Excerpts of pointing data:
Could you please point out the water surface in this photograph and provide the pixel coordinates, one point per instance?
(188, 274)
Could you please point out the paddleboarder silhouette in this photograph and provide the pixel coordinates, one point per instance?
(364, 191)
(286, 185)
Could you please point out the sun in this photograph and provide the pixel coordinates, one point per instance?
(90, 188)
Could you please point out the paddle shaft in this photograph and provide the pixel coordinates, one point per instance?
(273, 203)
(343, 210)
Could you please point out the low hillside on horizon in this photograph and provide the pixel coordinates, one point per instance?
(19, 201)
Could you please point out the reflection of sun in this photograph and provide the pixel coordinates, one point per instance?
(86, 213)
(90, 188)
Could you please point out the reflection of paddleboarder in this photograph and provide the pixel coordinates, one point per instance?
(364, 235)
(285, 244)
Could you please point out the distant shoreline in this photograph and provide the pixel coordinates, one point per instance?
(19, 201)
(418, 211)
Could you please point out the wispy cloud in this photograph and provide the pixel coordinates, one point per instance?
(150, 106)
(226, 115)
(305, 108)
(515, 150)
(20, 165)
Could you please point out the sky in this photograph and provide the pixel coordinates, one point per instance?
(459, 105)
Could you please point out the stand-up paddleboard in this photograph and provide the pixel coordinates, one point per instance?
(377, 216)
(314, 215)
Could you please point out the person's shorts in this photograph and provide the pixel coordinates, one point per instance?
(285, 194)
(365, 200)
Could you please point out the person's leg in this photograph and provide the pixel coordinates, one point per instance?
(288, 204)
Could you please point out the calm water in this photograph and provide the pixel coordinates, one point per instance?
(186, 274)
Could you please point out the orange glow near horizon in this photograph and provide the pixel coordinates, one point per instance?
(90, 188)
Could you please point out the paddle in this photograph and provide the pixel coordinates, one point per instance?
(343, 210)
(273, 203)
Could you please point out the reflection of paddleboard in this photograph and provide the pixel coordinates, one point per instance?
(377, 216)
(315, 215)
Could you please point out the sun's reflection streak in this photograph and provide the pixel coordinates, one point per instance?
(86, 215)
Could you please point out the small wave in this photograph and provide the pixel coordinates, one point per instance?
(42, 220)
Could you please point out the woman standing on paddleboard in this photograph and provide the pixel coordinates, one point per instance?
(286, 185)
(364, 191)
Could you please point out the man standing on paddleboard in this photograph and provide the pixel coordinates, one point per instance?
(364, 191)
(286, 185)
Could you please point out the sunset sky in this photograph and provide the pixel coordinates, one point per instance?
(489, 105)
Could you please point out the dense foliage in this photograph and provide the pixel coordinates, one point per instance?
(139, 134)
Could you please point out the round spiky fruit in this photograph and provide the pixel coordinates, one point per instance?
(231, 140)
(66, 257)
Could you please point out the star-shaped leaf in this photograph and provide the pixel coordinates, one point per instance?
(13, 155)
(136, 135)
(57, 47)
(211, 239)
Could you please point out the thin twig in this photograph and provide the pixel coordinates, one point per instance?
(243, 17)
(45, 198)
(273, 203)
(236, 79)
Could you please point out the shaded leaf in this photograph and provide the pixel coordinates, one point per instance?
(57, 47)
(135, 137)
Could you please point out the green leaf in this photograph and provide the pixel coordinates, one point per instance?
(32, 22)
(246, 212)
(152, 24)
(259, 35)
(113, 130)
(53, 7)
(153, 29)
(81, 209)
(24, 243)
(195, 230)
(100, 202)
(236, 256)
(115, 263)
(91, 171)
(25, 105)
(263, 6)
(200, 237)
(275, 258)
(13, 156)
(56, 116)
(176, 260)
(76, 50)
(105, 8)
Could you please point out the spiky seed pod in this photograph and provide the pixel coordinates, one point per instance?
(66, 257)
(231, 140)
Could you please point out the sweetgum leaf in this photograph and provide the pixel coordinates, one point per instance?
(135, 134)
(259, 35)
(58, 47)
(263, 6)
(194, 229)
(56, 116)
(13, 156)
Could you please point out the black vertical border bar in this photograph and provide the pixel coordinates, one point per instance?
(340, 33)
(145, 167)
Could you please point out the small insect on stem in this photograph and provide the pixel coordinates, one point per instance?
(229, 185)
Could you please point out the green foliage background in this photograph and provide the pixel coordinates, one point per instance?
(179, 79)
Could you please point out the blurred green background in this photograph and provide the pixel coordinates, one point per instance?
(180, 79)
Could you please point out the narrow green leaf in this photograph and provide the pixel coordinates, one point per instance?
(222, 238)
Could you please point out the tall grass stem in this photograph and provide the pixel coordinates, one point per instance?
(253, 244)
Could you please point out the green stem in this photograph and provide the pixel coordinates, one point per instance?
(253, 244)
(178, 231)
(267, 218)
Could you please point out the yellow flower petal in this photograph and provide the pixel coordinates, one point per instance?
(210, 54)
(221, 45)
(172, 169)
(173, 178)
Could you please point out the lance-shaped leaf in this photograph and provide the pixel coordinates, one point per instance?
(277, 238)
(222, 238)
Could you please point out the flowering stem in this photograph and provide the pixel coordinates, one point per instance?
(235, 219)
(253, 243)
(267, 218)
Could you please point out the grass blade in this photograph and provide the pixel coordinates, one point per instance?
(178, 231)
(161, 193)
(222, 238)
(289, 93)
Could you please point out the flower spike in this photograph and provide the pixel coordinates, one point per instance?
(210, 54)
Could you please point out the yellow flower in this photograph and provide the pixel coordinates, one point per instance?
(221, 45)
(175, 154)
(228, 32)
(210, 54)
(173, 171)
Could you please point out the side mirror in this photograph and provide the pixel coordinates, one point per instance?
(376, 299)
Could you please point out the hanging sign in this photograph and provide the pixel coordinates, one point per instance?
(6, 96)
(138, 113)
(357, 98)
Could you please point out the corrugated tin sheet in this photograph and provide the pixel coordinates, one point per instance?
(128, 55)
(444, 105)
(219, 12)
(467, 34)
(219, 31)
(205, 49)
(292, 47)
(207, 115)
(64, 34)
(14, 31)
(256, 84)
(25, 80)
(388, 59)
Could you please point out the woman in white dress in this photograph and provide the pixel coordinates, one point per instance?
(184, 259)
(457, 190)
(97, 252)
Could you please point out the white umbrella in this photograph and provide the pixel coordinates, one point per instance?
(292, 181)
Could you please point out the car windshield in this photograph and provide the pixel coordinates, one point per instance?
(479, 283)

* EXERCISE TASK *
Set down all of the records shown above once more, exactly.

* EXPECTED OUTPUT *
Could you please point out the water surface in this photograph and provide the pixel coordinates, one point per instance?
(188, 274)
Could you please point out the paddleboarder silhouette in this photograph and provide the pixel coordinates, one point per instance?
(364, 191)
(286, 185)
Could you please point out the sun in this photograph and provide the pixel coordinates, one point per instance?
(90, 188)
Could you please point out the paddle shaft in this photograph and provide the pixel coordinates, one point per instance?
(273, 203)
(343, 210)
Could you please point out the low hillside on horizon in this photograph and provide the pixel coordinates, one point per instance?
(19, 201)
Could you please point out the reflection of sun in this photograph and provide the pixel coordinates, one point per instance?
(86, 213)
(90, 188)
Could you please point out the reflection of paddleboarder in this photograph and provide the pixel coordinates, one point per instance?
(364, 235)
(285, 244)
Could you please point out the distant shoreline in this photograph and provide the pixel coordinates, one point per instance?
(19, 201)
(418, 211)
Could you please point out the wispy cloud in this photograph and provide the pixel coordinates, one point per instance?
(150, 106)
(226, 115)
(305, 108)
(515, 150)
(20, 165)
Could you please point out the sky in this photograph and provide the pixel coordinates, one point per instance?
(459, 105)
Could you please point out the stand-up paddleboard in this photograph and provide the pixel coordinates, one point per instance?
(377, 216)
(314, 215)
Could you please point out the person's shorts in this photograph and provide the pixel coordinates, one point per instance?
(285, 194)
(365, 200)
Could you please point out the person's leg in this photograph and provide the pixel coordinates, one point per instance?
(288, 204)
Could you please point out the calm water in this photograph and provide the pixel coordinates, one point per instance?
(186, 274)
Could you please point out the orange glow near horizon in this photograph and provide the pixel coordinates, one point per instance?
(90, 188)
Could you please point out the paddle in this photograph and provide the pixel coordinates, one point per instance?
(343, 210)
(273, 203)
Could you please point out the reflection of paddleboard in this photograph and provide the pixel coordinates, one point per instance?
(377, 216)
(315, 215)
Could you please point out the sun's reflection streak in this photograph and provide the pixel coordinates, one point per instance?
(86, 215)
Could you please point out the small wave in this photograph and provide the pixel coordinates, one point per instance?
(42, 220)
Could you please point out the woman standing on paddleboard in this photograph and provide the pixel coordinates, one point per instance?
(286, 185)
(364, 191)
Could you please point out the man standing on paddleboard in this photograph and provide the pixel coordinates, one point per instance?
(364, 191)
(286, 185)
Could you please point out the sunset sky in this photograph and provide the pixel coordinates, one point per instance?
(489, 105)
Could you please point out the dense foliage in this photograph and provide the pixel coordinates, one point per instance?
(139, 134)
Could you please point out the round spiky fruit in this photograph and provide the pixel coordinates, one point per instance?
(231, 140)
(66, 257)
Could you please point out the star-shaped leaf in this photograph and provide the pixel coordinates, one point per instance?
(13, 155)
(136, 135)
(57, 47)
(211, 239)
Could you please point out the thin twig in this photograph and provide the pixel coordinates, one point per instance?
(243, 17)
(45, 198)
(273, 203)
(236, 79)
Could you please point out the shaded leaf in this photograph and provide the pixel coordinates, one point per instance?
(57, 47)
(135, 137)
Could you please point out the green leaf in this photograph and provide the pixel coordinates, one point per instance?
(32, 22)
(246, 212)
(152, 24)
(259, 35)
(113, 130)
(53, 7)
(153, 29)
(81, 209)
(24, 243)
(195, 230)
(100, 202)
(236, 256)
(115, 263)
(91, 171)
(25, 105)
(263, 6)
(200, 237)
(275, 258)
(13, 156)
(56, 116)
(176, 260)
(76, 50)
(105, 8)
Could you please point out the spiky seed pod in this photograph and provide the pixel coordinates, one point per instance?
(66, 257)
(231, 140)
Could you please point out the sweetgum leaf in this photograph and provide the pixel coordinates, one point per instance?
(135, 134)
(259, 35)
(58, 47)
(263, 6)
(194, 229)
(56, 116)
(13, 156)
Could you please point out the black vertical border bar in this photograph and provide the pixel coordinates, one point per instance?
(340, 33)
(145, 167)
Could you please point out the small insect on stem in this photograph and provide the pixel coordinates, one point per instance?
(229, 185)
Could you please point out the green foliage background in this photograph and provide the pixel coordinates, one point per instance?
(179, 79)
Could you please point out the blurred green background in this photograph and provide the pixel coordinates, one point per instance?
(180, 79)
Could you please point out the narrow green leaf in this photograph and provide the pixel coordinates, one point per instance?
(222, 238)
Could you please point out the tall grass stem in this photograph and provide the pixel coordinates, one point per instance?
(253, 244)
Could you please point out the green stem in this photograph and provide the pixel coordinates, one point per instance?
(253, 244)
(178, 231)
(267, 218)
Could you please point out the yellow flower petal in this photograph and provide the pixel coordinates, one point per instance?
(210, 54)
(221, 45)
(172, 169)
(173, 178)
Could you please point out the lance-shaped leaf in this photograph and provide the pixel coordinates, one point per instance?
(277, 238)
(222, 238)
Could you please point out the flowering stem in this photograph and provide the pixel coordinates, one point per instance?
(235, 219)
(253, 243)
(267, 218)
Could you please point out the grass blade in this photograph and provide the pixel coordinates, one point per instance?
(178, 231)
(161, 193)
(222, 238)
(289, 93)
Could you please point out the flower spike in this photograph and provide the pixel coordinates, one point per instance?
(210, 54)
Could you please point out the yellow flower in this photograph and provide the pixel coordinates, one point per instance?
(221, 45)
(175, 154)
(228, 32)
(210, 54)
(173, 171)
Could you please point out the side mirror in this photograph and provide the pixel coordinates, one point per instance?
(376, 299)
Could you please point out the hanging sign in this photograph and provide the pixel coordinates, one point per instance?
(6, 96)
(138, 113)
(357, 98)
Could you please point out the corrugated tin sheet in this photograph and provide the pixel coordinates, one point per instance?
(128, 55)
(444, 105)
(219, 12)
(467, 34)
(219, 31)
(205, 49)
(292, 47)
(207, 115)
(64, 34)
(14, 31)
(256, 84)
(25, 80)
(388, 59)
Could you please point out the woman in white dress in this photograph and provide the pixel coordinates, one point per instance?
(184, 259)
(457, 190)
(97, 252)
Could you please point out the white umbrella in this photograph and provide the pixel coordinates, one point per instance?
(292, 181)
Could you please point out the car windshield in this photograph and provide the pixel coordinates, one point per instance?
(479, 283)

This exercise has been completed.